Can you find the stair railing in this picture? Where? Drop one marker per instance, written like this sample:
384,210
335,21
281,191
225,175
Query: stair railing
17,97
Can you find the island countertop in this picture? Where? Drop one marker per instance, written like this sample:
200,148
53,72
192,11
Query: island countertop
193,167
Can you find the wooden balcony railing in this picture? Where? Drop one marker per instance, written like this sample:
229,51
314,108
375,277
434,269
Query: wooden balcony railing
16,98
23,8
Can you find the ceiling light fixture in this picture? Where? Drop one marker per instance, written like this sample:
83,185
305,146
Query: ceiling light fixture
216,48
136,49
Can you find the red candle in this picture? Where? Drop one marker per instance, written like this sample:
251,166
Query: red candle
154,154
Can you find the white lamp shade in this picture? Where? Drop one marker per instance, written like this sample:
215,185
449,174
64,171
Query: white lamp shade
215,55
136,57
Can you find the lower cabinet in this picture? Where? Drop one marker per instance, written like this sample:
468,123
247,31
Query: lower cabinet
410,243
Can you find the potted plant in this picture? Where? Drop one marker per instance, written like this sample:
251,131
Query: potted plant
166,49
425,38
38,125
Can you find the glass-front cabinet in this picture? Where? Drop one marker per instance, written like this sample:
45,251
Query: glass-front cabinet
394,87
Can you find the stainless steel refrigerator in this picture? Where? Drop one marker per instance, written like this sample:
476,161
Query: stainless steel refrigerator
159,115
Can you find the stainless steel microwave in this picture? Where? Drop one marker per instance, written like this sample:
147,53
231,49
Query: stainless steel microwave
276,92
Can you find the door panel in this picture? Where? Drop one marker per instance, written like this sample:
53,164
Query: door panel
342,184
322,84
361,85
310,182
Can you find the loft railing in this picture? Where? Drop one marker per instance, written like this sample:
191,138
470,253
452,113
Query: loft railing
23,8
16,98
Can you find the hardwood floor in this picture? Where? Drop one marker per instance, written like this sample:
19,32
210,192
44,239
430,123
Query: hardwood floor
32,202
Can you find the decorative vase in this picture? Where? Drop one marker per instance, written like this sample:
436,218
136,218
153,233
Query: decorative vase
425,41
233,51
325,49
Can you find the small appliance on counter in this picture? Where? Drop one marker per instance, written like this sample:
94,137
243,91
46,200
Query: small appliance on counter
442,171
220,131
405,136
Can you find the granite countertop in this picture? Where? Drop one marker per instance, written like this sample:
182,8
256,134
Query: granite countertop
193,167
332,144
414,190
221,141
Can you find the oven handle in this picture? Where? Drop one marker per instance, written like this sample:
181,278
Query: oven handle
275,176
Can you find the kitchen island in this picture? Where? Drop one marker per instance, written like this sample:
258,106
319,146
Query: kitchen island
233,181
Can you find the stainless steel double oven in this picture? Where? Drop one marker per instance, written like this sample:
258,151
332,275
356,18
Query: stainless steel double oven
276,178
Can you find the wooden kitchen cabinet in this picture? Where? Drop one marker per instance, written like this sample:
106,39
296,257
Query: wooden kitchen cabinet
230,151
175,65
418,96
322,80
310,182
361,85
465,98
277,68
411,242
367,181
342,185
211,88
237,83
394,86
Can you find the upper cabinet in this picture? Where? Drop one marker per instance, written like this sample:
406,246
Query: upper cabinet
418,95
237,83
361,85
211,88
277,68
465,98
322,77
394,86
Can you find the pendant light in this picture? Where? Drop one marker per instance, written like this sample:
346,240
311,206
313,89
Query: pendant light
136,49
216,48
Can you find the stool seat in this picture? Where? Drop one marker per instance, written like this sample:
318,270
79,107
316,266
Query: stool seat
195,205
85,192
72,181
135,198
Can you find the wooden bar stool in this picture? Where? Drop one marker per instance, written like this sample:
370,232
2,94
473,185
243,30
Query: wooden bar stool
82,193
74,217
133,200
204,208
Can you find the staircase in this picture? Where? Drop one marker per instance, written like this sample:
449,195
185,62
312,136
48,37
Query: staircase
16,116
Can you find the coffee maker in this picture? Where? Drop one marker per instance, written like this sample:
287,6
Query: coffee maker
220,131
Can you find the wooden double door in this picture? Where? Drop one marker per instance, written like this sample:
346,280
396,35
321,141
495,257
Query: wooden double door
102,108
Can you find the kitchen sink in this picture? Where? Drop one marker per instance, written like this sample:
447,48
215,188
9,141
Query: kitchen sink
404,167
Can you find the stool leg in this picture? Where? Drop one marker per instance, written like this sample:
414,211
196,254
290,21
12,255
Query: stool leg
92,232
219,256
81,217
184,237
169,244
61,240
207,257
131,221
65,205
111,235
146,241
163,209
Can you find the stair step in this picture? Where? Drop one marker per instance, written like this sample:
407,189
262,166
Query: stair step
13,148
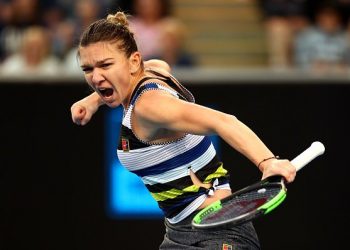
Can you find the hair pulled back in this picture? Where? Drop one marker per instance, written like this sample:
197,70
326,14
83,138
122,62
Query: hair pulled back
114,28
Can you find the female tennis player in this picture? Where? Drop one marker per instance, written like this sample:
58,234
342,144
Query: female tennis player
164,135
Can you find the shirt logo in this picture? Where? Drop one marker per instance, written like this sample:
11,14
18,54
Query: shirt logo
125,145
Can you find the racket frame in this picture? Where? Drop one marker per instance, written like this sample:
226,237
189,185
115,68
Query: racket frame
272,181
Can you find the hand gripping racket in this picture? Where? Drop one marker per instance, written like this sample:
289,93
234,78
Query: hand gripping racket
252,201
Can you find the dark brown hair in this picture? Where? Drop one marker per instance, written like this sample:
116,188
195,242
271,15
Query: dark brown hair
114,28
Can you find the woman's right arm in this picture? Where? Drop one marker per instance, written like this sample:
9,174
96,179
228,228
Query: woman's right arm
83,110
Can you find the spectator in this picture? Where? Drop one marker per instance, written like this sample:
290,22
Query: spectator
21,14
159,34
283,19
34,57
323,47
173,52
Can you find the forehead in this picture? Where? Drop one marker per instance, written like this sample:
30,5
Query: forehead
97,52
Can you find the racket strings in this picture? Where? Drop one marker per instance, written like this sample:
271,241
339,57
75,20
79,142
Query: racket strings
242,204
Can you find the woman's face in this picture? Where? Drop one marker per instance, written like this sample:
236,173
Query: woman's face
108,71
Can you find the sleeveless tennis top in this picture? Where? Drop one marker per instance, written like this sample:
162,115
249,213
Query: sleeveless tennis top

__What is asked__. Write the records out once more, exactly as they appear, with no pictures.

__Answer__.
Can you find the stair railing in this picture? Where? Drop one marker per instance, written like this sample:
384,210
335,21
281,191
225,175
Query: stair railing
17,97
Can you find the island countertop in this picture? Where? Drop one marker per instance, written like this sample:
200,148
53,72
192,11
Query: island countertop
193,167
Can you find the wooden balcony railing in this picture? Where? Drop one marker per instance, written like this sample:
229,51
314,108
375,277
434,269
Query: wooden balcony railing
16,98
23,8
Can you find the ceiling light fixture in this picture? Where? Drop one marker per instance, written like this sample:
83,185
305,146
Query: ceiling light fixture
216,48
136,49
Can you find the red candle in this picture? Where? Drop one marker per instance, written like this sample:
251,166
Query: red candle
154,154
Can you find the white lamp shade in this picture? Where? Drop one marker per instance, written like this sample:
215,185
449,174
64,171
Query: white lamp shade
215,55
136,57
Can you find the lower cabinet in this picture? Where? Drop one marker per instance, written like this sample:
468,123
247,31
Query: lower cabinet
410,243
Can you find the potted plant in this picture? Where? Drop one marker per instance, written like this sample:
251,131
Query: potted plant
166,49
425,38
38,125
Can you find the glass-front cabinet in this picture? Where? Drop one marker per instance, written like this sample:
45,251
Query: glass-front cabinet
394,87
Can you find the stainless steel refrigerator in this picture? Where? Drop one marker per instance, written like this sample:
476,161
Query: stainless steel refrigerator
159,115
Can you find the stainless steel microwave in this picture? Where? Drop one marker per instance, written like this sample:
147,53
231,49
Query: stainless steel microwave
276,92
Can you find the door panel in this picture? Where? Drop one marker per instance, written like this sample:
53,164
Query: door panel
342,184
322,84
361,85
310,182
Can you find the loft railing in this picture? Where? Drop one marker per instance, written like this sample:
191,138
470,253
452,113
Query: loft railing
23,8
16,98
Can you find the hardwood floor in this picture? Where? Drop one marker per instance, written like this sample:
19,32
210,192
44,239
430,123
Query: hardwood floor
32,202
Can you find the decorative vase in this picture? Where? Drop one marker per instance, written like this sample:
436,218
136,218
153,233
Query: decorative vase
425,41
233,51
325,49
Can you find the small appliance on counter in this picture? Where? Drop one marker per instance, written like this sample:
94,137
243,91
46,200
Query: small appliance on counter
442,171
220,131
405,136
Can you find the granite countertop in this picture? Where? Drop one marker per instance, written like this sample:
182,8
256,134
Query: granite countertop
193,167
332,144
414,190
221,141
Can you find the oven handle in this picture? Where? Drop one marker per instance, written like this sample:
181,278
Query: oven handle
275,176
Can you find the kitchen island in this picture? Where? Drop one marker per instance, written like this sample:
258,106
319,146
Query: kitchen island
233,181
Can you find the stainless steel double oven in this picture? Where? Drop one marker per instance, written like this sample:
258,151
332,275
356,18
Query: stainless steel double oven
276,178
Can you find the wooden kitchen cabinet in this picture? Where? Drop one marker per instance, written like this sample:
106,39
296,257
Query: wooden kitchen cabinet
230,151
175,65
418,96
322,80
310,182
361,85
465,98
277,68
411,242
367,181
342,185
211,88
237,83
394,86
Can you find the upper cabinet in this picture? Where? Drop one marker per instance, written like this sample:
406,246
Query: upper cabinet
418,95
237,83
361,85
211,88
277,68
465,98
322,77
394,86
Can you find the pendant light in this picture? Where? Drop one marker per instance, written like this sample:
346,240
311,206
313,89
Query: pendant light
136,49
216,48
Can you find the stool seat in this picture? Where? Drop one marker per instance, written like this sample:
318,270
79,107
316,266
Query: stool seat
195,205
85,192
72,181
135,198
Can you find the wooden bar stool in this picture? Where? Drop one marker per instance, written like this sample:
370,232
2,94
473,185
243,30
Query: wooden bar stool
82,193
74,217
133,200
204,208
Can you find the staircase in this picture? Where? Drop one marker per instance, written like this sample:
449,195
185,62
312,136
48,37
Query: staircase
16,116
Can you find the coffee maker in this picture? Where? Drop one marker per instance, written like this sample:
287,6
Query: coffee maker
220,131
Can you find the wooden double door in this picture? Where? Drop one marker per instance, written like this sample:
346,280
396,35
321,141
495,257
Query: wooden double door
102,108
Can you find the kitchen sink in this picture? Where? Drop one marker per instance, written like this sample:
447,48
215,188
9,141
Query: kitchen sink
404,167
Can you find the stool leg in this picture? Where? Drop one marker per instance, written like this sample:
414,211
196,254
290,21
12,255
Query: stool leg
92,232
219,256
81,217
184,237
169,244
61,240
207,257
131,221
65,205
111,235
146,241
163,209
Can you find the stair step in this picture? Where? Drop one marker per instance, written like this sample:
407,189
262,166
Query: stair step
13,148
Can you find the hair pulled back in this picture? Where? Drop one marker per instance, written like this sample:
197,70
326,14
83,138
122,62
Query: hair pulled back
114,28
Can you find the female tennis player in this picture? Where? Drop one marker per instance, written like this sample:
58,234
342,144
Query: female tennis player
164,135
Can you find the shirt logo in this picture? Where? Drop one marker per instance, written like this sample:
11,14
18,54
Query: shirt logo
125,145
Can you find the racket frame in this picture? Where? Drop one marker per instance, written like this sample:
226,237
189,185
115,68
Query: racket frame
272,181
Can you find the hand gripping racket in this picture? Where? Drop one marker per instance, written like this sample:
289,93
234,78
Query: hand gripping racket
252,201
Can you find the dark brown hair in this picture? Where? Drop one marker per instance, written like this sample:
116,188
195,242
271,15
Query: dark brown hair
114,28
Can you find the woman's right arm in this picture? Where? Drop one marker per instance, written like this sample:
9,174
96,179
228,228
Query: woman's right arm
83,110
Can you find the spectator in this picture? Where? Drop one marker per instance, written like this sample:
290,22
Query: spectator
21,14
159,34
283,19
34,57
323,47
173,52
Can you find the forehead in this picture? Where? Drop one marker per instance, written like this sample:
30,5
Query: forehead
97,52
Can you find the racket strings in this picture? Where? Drop one marker per instance, written like this sample:
271,241
339,57
75,20
79,142
Query: racket strings
242,204
Can you find the woman's face in this picture? Where? Drop one marker per instance, written like this sample:
236,173
Query: woman's face
108,71
Can you find the sleeveless tennis top in this picture? Where? Drop one marker per instance, written like this sample:
162,115
249,213
Query: sleeveless tennis top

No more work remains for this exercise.